=== Available data ===
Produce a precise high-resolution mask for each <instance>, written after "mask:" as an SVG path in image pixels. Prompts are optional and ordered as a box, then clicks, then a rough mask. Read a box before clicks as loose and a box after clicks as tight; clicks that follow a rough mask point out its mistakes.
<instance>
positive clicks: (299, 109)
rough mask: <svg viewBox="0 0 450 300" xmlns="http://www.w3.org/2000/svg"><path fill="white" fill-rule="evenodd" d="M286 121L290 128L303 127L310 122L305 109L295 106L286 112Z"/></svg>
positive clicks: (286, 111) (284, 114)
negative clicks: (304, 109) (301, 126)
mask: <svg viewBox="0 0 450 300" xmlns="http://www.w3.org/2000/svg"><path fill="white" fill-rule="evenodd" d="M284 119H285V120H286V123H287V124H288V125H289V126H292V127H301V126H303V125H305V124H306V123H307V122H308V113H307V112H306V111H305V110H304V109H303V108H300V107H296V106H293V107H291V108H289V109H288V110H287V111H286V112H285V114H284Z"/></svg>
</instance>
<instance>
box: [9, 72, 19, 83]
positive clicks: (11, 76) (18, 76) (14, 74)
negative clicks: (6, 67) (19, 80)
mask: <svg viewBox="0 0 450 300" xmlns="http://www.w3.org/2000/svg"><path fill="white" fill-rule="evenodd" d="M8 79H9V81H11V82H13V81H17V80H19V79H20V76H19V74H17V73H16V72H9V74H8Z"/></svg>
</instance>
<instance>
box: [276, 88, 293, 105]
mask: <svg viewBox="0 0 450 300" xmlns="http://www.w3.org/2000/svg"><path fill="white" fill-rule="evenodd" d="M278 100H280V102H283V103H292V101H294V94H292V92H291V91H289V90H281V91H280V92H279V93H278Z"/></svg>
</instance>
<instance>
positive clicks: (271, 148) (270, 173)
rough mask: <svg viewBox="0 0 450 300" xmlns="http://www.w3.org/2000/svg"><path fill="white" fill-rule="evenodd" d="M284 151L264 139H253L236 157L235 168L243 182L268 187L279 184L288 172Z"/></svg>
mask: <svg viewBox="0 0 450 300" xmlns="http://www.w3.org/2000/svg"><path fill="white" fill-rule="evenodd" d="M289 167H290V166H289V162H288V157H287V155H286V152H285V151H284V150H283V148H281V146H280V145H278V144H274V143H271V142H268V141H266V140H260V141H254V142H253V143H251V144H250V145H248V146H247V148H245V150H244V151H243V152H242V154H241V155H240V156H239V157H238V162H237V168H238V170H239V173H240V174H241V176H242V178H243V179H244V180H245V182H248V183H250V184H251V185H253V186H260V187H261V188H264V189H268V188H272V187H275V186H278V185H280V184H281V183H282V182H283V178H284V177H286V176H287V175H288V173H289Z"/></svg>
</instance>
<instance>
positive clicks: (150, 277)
===
#### Brief:
All of the material above needs to be output exactly, with no line left out.

#### Result below:
Produce a precise high-resolution mask for each <instance>, written after "mask:" as an SVG path in image pixels. Prompts are optional and ordered as a box, then clicks, then a rough mask. Read a box before clicks as loose and a box after clicks as tight; clicks that follow a rough mask point out its mistakes.
<instance>
positive clicks: (299, 109)
rough mask: <svg viewBox="0 0 450 300" xmlns="http://www.w3.org/2000/svg"><path fill="white" fill-rule="evenodd" d="M286 121L290 128L303 127L310 122L305 109L295 106L286 112Z"/></svg>
positive clicks: (286, 111) (284, 114)
negative clicks: (304, 109) (301, 126)
mask: <svg viewBox="0 0 450 300" xmlns="http://www.w3.org/2000/svg"><path fill="white" fill-rule="evenodd" d="M284 119H285V120H286V123H287V124H288V125H289V126H292V127H301V126H303V125H305V124H306V123H307V122H308V113H307V112H306V111H305V110H304V109H303V108H300V107H296V106H293V107H291V108H289V109H288V110H287V111H286V112H285V114H284Z"/></svg>
</instance>
<instance>
box: [9, 72, 19, 83]
positive clicks: (11, 76) (18, 76) (14, 74)
negative clicks: (6, 67) (19, 80)
mask: <svg viewBox="0 0 450 300" xmlns="http://www.w3.org/2000/svg"><path fill="white" fill-rule="evenodd" d="M8 79H9V81H11V82H13V81H17V80H19V79H20V76H19V74H17V73H16V72H9V74H8Z"/></svg>
</instance>
<instance>
box: [276, 88, 293, 105]
mask: <svg viewBox="0 0 450 300" xmlns="http://www.w3.org/2000/svg"><path fill="white" fill-rule="evenodd" d="M278 100H280V102H283V103H292V101H294V94H292V92H291V91H289V90H281V91H280V92H279V93H278Z"/></svg>
</instance>
<instance>
positive clicks: (271, 148) (270, 173)
rough mask: <svg viewBox="0 0 450 300" xmlns="http://www.w3.org/2000/svg"><path fill="white" fill-rule="evenodd" d="M284 151L264 139H253L236 157L235 168L243 182L268 187L279 184L288 172Z"/></svg>
mask: <svg viewBox="0 0 450 300" xmlns="http://www.w3.org/2000/svg"><path fill="white" fill-rule="evenodd" d="M289 167H290V166H289V162H288V157H287V155H286V152H285V151H284V150H283V148H281V146H280V145H278V144H274V143H271V142H268V141H266V140H260V141H254V142H253V143H251V144H250V145H248V146H247V148H245V150H244V151H243V152H242V154H241V155H240V156H239V157H238V162H237V168H238V170H239V173H240V174H241V176H242V178H243V179H244V180H245V182H248V183H250V184H251V185H253V186H260V187H261V188H264V189H268V188H272V187H275V186H278V185H280V184H281V183H282V182H283V178H284V177H286V176H287V175H288V173H289Z"/></svg>
</instance>
<instance>
positive clicks: (150, 277)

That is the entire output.